__RECORDED INFORMATION__.
┏━━

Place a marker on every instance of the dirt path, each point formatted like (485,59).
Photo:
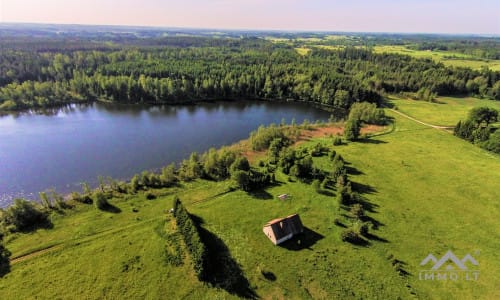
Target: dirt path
(34,254)
(421,122)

┗━━

Copy out the listing above word for word, leaving the picture out of your answer.

__THE SOLUTION__.
Place a marker on every instance of the dirt path, each point formatted like (485,59).
Photo:
Target: dirt path
(34,254)
(421,122)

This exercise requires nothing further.